-- BEGIN MATERIAL FOR THE TASK --

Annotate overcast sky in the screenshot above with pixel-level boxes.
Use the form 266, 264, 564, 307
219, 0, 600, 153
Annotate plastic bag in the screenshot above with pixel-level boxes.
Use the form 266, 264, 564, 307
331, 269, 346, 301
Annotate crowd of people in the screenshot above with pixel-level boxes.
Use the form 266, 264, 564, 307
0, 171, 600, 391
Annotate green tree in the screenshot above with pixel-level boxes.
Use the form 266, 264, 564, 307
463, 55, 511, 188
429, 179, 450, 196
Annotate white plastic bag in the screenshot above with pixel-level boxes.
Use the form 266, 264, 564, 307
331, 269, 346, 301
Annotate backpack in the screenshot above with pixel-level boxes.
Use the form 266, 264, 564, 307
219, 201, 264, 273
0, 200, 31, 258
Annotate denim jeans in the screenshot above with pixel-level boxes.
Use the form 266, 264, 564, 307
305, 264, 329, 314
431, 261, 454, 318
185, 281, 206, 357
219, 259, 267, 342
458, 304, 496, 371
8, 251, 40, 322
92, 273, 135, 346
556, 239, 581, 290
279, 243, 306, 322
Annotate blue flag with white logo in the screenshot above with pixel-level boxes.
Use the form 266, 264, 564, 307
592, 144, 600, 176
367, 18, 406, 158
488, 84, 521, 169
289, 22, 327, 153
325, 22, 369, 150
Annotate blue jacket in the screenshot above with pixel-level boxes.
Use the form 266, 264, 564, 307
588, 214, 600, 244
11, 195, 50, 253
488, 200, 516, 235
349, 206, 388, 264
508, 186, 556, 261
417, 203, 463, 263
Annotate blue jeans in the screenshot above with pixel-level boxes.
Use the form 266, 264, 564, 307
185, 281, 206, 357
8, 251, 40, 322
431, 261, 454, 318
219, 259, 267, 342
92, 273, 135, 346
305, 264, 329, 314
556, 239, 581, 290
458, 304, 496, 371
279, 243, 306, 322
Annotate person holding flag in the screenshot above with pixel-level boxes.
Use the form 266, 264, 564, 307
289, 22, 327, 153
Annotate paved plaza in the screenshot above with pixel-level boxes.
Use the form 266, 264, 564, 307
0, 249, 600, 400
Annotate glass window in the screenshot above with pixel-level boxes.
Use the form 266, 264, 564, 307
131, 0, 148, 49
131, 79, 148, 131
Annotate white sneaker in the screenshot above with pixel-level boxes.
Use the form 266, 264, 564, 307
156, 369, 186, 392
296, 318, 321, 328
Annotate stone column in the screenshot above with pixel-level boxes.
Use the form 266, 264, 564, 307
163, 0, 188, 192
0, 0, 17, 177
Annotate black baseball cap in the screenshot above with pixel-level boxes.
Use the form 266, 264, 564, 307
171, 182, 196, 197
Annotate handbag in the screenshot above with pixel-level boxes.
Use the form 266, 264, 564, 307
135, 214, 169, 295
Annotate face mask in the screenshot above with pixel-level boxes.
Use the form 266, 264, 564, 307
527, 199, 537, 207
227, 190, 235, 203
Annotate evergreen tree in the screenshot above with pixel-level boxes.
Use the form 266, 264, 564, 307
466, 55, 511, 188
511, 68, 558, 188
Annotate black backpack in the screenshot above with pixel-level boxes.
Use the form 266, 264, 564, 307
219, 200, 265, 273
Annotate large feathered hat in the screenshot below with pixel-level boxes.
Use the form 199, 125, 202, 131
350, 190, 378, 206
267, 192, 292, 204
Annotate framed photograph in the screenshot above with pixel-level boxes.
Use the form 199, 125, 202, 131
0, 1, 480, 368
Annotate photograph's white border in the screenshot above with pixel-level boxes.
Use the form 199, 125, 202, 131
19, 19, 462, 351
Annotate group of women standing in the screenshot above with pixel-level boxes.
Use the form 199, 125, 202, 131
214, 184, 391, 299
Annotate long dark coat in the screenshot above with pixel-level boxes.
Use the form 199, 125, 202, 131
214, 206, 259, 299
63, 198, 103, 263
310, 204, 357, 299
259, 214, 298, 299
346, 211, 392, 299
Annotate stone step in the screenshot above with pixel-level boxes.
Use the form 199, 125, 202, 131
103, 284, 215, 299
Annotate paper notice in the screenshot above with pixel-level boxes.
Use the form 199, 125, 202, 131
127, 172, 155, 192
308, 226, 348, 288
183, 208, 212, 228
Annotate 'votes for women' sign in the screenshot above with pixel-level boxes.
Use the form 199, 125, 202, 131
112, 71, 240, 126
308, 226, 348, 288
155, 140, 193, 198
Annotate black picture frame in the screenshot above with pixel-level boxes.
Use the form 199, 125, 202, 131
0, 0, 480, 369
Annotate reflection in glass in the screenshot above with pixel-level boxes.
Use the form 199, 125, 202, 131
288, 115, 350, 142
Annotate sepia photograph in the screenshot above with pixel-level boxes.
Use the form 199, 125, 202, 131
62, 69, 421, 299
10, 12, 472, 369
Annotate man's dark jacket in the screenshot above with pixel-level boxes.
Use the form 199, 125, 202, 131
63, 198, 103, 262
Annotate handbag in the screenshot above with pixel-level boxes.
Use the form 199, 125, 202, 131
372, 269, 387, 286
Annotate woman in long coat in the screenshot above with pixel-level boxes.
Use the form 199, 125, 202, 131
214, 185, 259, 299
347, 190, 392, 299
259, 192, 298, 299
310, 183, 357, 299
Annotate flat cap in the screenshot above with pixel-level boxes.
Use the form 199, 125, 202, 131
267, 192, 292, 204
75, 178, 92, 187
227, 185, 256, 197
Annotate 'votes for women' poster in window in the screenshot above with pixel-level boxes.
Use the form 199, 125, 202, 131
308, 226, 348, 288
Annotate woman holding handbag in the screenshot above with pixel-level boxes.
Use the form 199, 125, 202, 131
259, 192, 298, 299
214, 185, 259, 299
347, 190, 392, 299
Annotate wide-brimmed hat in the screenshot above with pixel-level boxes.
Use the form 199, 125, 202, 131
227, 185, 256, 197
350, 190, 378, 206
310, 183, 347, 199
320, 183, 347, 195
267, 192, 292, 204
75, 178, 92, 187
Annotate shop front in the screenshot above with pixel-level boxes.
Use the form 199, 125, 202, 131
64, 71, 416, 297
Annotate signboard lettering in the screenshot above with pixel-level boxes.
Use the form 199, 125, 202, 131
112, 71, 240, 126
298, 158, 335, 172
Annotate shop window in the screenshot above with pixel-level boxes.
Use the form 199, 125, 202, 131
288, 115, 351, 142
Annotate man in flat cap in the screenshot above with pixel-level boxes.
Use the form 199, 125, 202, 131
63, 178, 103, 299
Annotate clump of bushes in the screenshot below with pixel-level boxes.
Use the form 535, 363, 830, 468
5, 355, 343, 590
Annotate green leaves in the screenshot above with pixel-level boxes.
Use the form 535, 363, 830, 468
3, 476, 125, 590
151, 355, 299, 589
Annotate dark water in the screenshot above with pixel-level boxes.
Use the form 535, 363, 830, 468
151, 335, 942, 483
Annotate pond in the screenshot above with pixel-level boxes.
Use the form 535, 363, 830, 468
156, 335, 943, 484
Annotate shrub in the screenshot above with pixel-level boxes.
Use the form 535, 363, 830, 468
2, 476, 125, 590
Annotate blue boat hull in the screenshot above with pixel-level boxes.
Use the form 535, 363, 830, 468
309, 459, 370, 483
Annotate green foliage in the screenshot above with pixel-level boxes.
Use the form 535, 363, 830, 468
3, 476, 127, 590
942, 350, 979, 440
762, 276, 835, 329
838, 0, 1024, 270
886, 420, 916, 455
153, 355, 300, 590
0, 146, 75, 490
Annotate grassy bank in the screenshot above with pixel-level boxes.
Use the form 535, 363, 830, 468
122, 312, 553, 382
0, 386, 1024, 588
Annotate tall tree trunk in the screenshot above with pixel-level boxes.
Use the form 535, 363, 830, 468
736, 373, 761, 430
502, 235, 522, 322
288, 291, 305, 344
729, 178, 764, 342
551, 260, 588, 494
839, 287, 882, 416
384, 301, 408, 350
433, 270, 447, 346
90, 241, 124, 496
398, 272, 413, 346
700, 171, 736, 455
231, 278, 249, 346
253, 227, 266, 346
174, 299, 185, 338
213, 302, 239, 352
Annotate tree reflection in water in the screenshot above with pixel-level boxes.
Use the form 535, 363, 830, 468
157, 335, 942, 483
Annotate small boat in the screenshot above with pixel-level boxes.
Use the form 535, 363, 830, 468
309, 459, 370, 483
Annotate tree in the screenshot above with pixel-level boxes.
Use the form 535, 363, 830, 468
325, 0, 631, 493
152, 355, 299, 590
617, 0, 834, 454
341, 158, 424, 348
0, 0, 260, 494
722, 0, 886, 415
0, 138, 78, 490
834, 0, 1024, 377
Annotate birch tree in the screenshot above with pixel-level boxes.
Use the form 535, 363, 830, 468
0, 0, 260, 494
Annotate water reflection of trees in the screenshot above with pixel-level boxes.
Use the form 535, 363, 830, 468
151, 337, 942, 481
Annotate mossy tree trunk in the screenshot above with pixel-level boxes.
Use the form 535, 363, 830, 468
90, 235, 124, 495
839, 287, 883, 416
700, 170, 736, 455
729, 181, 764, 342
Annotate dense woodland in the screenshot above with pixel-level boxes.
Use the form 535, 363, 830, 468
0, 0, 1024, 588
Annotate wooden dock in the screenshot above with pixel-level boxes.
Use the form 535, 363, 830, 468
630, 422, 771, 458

-- END MATERIAL FOR THE TASK --

• **YOUR GOAL**
Starting at the line containing "Annotate photograph's white" and ending at the line containing "288, 115, 350, 142", rewrite the items above with "pixel-level boxes" switched to "bounding boxes" and everything else left as is.

• **COMPLETE RESPONSE**
Annotate photograph's white border in the screenshot above with bounding boxes.
Use the form 199, 125, 202, 131
19, 19, 462, 351
Annotate group of women standing in the screenshot above with bounding boxes.
Use the form 199, 125, 202, 131
214, 184, 391, 299
Annotate long dark coat in the screenshot above with bounding boxes.
Use the form 199, 125, 202, 131
214, 206, 259, 299
63, 198, 103, 263
310, 204, 357, 299
259, 214, 298, 299
346, 211, 392, 299
Annotate stone step in the screenshot above with bounding boxes.
Use the form 199, 125, 202, 131
103, 284, 215, 299
Annotate paper notice in the screenshot above with bounding boxes.
Use the form 199, 125, 202, 131
127, 172, 155, 192
308, 226, 348, 288
183, 208, 212, 228
Annotate 'votes for women' sign in the screenshot above with bounding boxes.
Use the form 199, 125, 202, 131
112, 71, 240, 126
308, 226, 348, 288
155, 140, 193, 198
Annotate black picture frame in the screenshot above with bounding boxes.
Use the form 199, 125, 202, 131
0, 0, 480, 369
Annotate reflection in glass in the screenshot above with bounding boxes.
Use the form 199, 125, 202, 131
288, 115, 350, 142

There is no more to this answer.